Material provided =
+ + + + +

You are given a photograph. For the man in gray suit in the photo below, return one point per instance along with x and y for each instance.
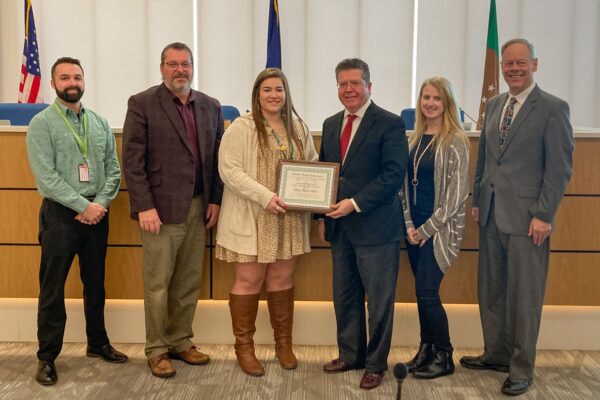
(523, 168)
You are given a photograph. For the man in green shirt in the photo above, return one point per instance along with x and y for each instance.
(73, 156)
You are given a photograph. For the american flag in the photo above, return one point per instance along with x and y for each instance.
(31, 76)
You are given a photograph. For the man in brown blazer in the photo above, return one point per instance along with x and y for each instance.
(171, 140)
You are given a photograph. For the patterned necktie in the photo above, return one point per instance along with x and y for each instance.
(507, 121)
(345, 138)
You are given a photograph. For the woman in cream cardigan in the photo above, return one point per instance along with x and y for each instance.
(255, 230)
(433, 199)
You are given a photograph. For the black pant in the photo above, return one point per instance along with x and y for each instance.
(428, 278)
(61, 238)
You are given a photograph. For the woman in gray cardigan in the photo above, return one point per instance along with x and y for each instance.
(433, 199)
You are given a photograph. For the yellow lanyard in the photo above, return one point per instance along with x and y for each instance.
(82, 143)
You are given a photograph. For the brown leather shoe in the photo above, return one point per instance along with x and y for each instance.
(243, 321)
(338, 365)
(161, 366)
(371, 380)
(191, 356)
(281, 313)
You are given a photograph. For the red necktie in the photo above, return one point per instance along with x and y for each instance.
(346, 133)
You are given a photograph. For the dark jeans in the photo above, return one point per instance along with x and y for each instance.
(428, 278)
(61, 238)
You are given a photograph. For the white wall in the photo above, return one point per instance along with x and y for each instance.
(119, 44)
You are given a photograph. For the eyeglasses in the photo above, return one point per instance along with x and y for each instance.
(174, 65)
(352, 84)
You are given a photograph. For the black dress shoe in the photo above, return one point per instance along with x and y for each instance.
(46, 373)
(107, 352)
(442, 365)
(338, 365)
(515, 388)
(479, 363)
(423, 357)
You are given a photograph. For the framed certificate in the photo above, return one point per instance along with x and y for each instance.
(308, 185)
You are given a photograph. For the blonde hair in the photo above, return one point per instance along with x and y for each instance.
(451, 126)
(287, 112)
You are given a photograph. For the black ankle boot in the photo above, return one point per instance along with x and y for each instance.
(442, 365)
(423, 357)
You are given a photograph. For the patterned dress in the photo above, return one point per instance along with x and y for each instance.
(281, 236)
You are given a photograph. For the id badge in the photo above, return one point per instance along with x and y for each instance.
(84, 172)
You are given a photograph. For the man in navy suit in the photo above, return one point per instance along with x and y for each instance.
(366, 224)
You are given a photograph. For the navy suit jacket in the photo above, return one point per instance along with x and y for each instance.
(372, 175)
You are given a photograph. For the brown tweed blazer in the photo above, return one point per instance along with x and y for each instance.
(158, 163)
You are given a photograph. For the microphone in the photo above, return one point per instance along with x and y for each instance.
(471, 118)
(400, 372)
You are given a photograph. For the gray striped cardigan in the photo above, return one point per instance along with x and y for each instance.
(446, 224)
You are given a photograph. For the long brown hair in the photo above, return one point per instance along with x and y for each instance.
(287, 112)
(451, 125)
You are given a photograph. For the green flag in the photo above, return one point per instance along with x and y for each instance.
(491, 70)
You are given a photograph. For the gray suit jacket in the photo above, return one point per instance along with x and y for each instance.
(528, 178)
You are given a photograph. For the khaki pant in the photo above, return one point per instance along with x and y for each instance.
(173, 262)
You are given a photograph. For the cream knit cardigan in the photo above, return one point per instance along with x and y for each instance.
(451, 182)
(243, 196)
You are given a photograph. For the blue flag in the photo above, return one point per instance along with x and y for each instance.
(274, 37)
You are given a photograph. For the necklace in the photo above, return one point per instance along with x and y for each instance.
(416, 162)
(282, 148)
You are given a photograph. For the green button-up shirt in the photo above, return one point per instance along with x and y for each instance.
(54, 157)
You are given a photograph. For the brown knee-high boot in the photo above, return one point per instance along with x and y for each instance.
(243, 320)
(281, 311)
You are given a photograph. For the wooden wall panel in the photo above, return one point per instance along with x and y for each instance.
(574, 263)
(14, 166)
(573, 279)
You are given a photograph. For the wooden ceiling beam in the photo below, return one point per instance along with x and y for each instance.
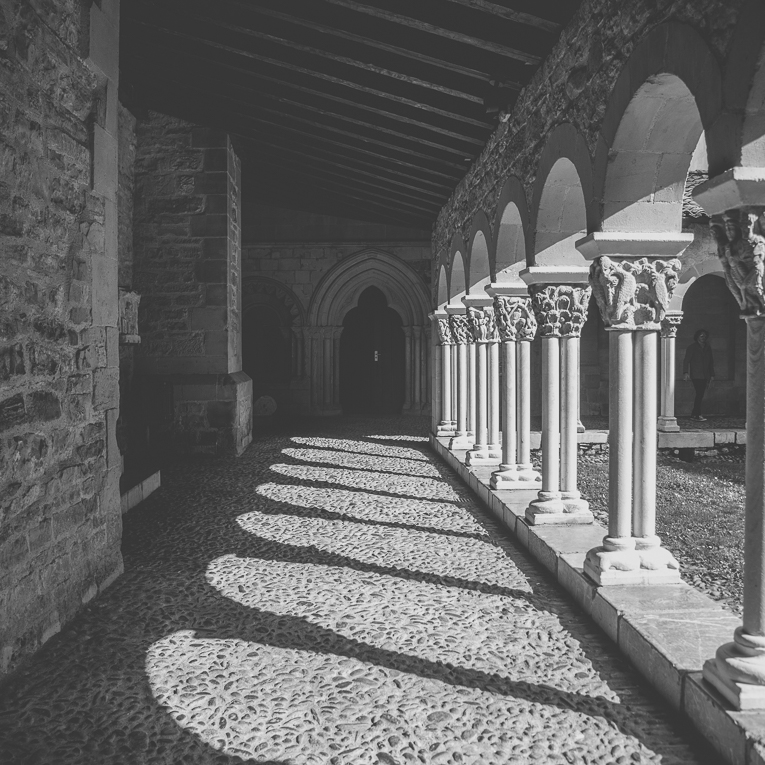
(449, 34)
(365, 65)
(510, 15)
(175, 63)
(329, 128)
(448, 66)
(336, 169)
(320, 75)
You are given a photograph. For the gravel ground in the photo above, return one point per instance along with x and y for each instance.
(699, 516)
(332, 597)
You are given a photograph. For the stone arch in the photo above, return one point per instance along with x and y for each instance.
(668, 92)
(340, 288)
(479, 269)
(442, 288)
(562, 191)
(739, 137)
(507, 256)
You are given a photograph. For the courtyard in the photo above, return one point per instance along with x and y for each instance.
(334, 595)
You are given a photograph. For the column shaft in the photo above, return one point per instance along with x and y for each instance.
(493, 403)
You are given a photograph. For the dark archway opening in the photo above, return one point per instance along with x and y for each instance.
(266, 349)
(372, 357)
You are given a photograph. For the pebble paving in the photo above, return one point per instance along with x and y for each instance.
(332, 597)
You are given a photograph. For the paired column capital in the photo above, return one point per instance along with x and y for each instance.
(515, 318)
(633, 275)
(670, 323)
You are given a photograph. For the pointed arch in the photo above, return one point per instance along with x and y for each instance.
(340, 288)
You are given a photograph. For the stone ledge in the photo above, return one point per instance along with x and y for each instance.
(667, 631)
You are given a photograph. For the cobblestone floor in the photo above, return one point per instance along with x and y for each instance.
(333, 598)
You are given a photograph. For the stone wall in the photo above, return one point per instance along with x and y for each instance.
(60, 524)
(186, 261)
(573, 85)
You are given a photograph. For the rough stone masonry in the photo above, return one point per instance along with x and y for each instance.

+ + + + +

Stated goal = Above are records to transcribe exactly; leave their pictures out.

Exercise result =
You are given a photograph. For the man in gray suit in the photo below, return one point per instance along with x and y for each instance.
(523, 168)
You are given a photograph. For the man in green shirt in the photo above, return one point per instance along with x and y for each instance.
(73, 156)
You are given a photograph. For the american flag in the photo above, return one point per instance along with x and y for each instance.
(31, 76)
You are given a photograph. For the man in brown blazer in the photo above, return one point per instance along with x and y for each instance.
(171, 140)
You are given a photograph. For the patterned necktie in the photo above, return one point per instance along with x and y for each instance.
(507, 121)
(345, 138)
You are given a photograph. For the woman in cream cardigan in the photo above, return one point per instance along with x and y for each instance.
(255, 230)
(433, 199)
You are given a photograph. For the black pant in the photo above, return one point per instance along with x and y for each instance.
(428, 278)
(61, 238)
You are given a photograph. For the woman in gray cardigan in the photo above, return one point per instance along with x and y for each instance.
(433, 199)
You are given a photograph. For the yellow lanyard in the photo above, return one point per instance along with x and y for each instance.
(82, 143)
You are given a photograph. For the brown leather shoe in the photo above, return one point per instance along with x and y for each instance.
(243, 321)
(338, 365)
(161, 366)
(371, 380)
(191, 356)
(281, 313)
You are given a photograph. For the red necktie in the photo above, return one point per instance along with x and y for each instance.
(346, 133)
You are given a photograph. For the dark jeans in the photo above, return one point per instance along with x and y for each instance.
(428, 278)
(61, 238)
You are given a photograph. For the white wall in the photo above, return one point per instance along with x and y for each instance.
(119, 44)
You are given a photograph. For the eyeglasses in the photo above, return one point per instance along with x and y for each instance.
(174, 65)
(352, 84)
You are given a photograph. For the black dress shoe in the photo above, return one point per instance along with x and y for each instance.
(46, 373)
(107, 352)
(442, 365)
(338, 365)
(515, 388)
(479, 363)
(423, 357)
You are given a photograph. For the framed certificate in the photo above, return one point per instance along with x and y for each instance.
(308, 185)
You are given a photograph. For the blonde hair in the photo above, return one point per instance along with x and y for each instance.
(451, 126)
(287, 112)
You are given a photograph. For the black ankle boot in the photo above, return one point per instance along with x and y for each instance.
(442, 365)
(423, 357)
You are given a photograph. For the patterned dress in the photo above, return one point per instance along with x and y for each instance.
(281, 236)
You are given a photograph. For the id badge in the photo above, return one point per instance along with x and y for each instance.
(84, 172)
You are given a photograph. For the man in navy suit in the photo above, return one point per instance along with x and y for each instance.
(366, 224)
You are given a photograph. For the navy suit jacket in the photo above, return one point per instance along with x and y for each instance.
(372, 175)
You are given a photograph. For the brown tweed blazer in the photo above, return one point per instance along with x and y for each instance.
(158, 163)
You are given a photograph. For the microphone in the photo above, return one point per instance along with x and y for each instance.
(471, 118)
(400, 372)
You are given a photograph. For the gray striped cardigan in the photo above, return one point per instance along with x and y for each instance.
(446, 224)
You are given a photograph. For the long brown hair in the photo above, return one point per instance along with x and y for each instance.
(287, 112)
(451, 125)
You are given a photograph. For the green flag in the photo above, return one point per instance along with x and y for each instance.
(491, 70)
You are given a photograph. For the gray suit jacket in the photo above, return one point per instance along with x and y for each instance.
(528, 178)
You are given a photograph. For the khaki pant in the photo above, return one point per instance along with x and y for each instance.
(173, 262)
You are given a photograph. For the cream knit cardigan in the photo above, return one point per instance along with x and y for each instance.
(451, 182)
(243, 196)
You are given a photograph. For the blue flag in the photo above, return one point per instance along with x and y for each instance.
(274, 37)
You are given a photograph. For the necklace in the photo above, return one point per instance along with x and y for each instance.
(416, 162)
(282, 148)
You are given a photograph. For the green button-up shirt in the photo above, return one point per instance along with x and y for each instance.
(54, 157)
You are given a photograph. For the brown knee-high boot in the photo above, return one point per instance along with x and y for each instance.
(243, 320)
(281, 311)
You are given a photograph. For the wooden wall panel in the photo above, return one point per instance along with x and y for each instance.
(574, 263)
(14, 166)
(573, 279)
You are given a photograph. For the wooden ceiling beam in the photo below, return one point per instance along with x and y for each instance.
(449, 34)
(365, 65)
(510, 15)
(175, 63)
(329, 128)
(448, 66)
(336, 169)
(320, 75)
You are given a photograph. For the gravel ground in the photo above, return one point per instance along with x and y for each instance.
(699, 516)
(332, 597)
You are given a photograph. For the stone arch in the photo above, return one point per instance along with x and y for each instance.
(668, 92)
(340, 288)
(479, 269)
(442, 288)
(562, 191)
(739, 137)
(507, 256)
You are given a photograph. For the courtyard in the photo above, return one point per instance along with x and y for each instance.
(334, 595)
You are given a photograph. For the column shaft in the photo above, return one point per instance along with x and y for each instance.
(493, 403)
You are given a photograph. For the dark archway opening in the photo above, return one point per instance along with x and y for each instance.
(266, 349)
(372, 357)
You are given a photograph. For the pebble paving in the photo above, return one point per instance along with x and y for each instance.
(332, 597)
You are given a photograph. For the paired column capital in the photo above, return one point per instance along with x and y for each instance.
(515, 318)
(633, 275)
(670, 323)
You are given a photograph. For the pointed arch in the photo above, return one point per instance along with x and y for each instance.
(340, 288)
You are given a photograph. For the stone ledge in the photo above, return one point per instance along with x and y for each instance.
(667, 631)
You are given a photograph. For the cobblestone floor in the photo above, return one point per instance along with x and y for each instance.
(333, 598)
You are given a photograph. For the stone wall in the photo above, return one point per instance along with x and y for each instance.
(60, 524)
(186, 261)
(573, 85)
You are given a photograph. For the rough stone masonry in the photo above, return one point per instance along with x and y for each instance.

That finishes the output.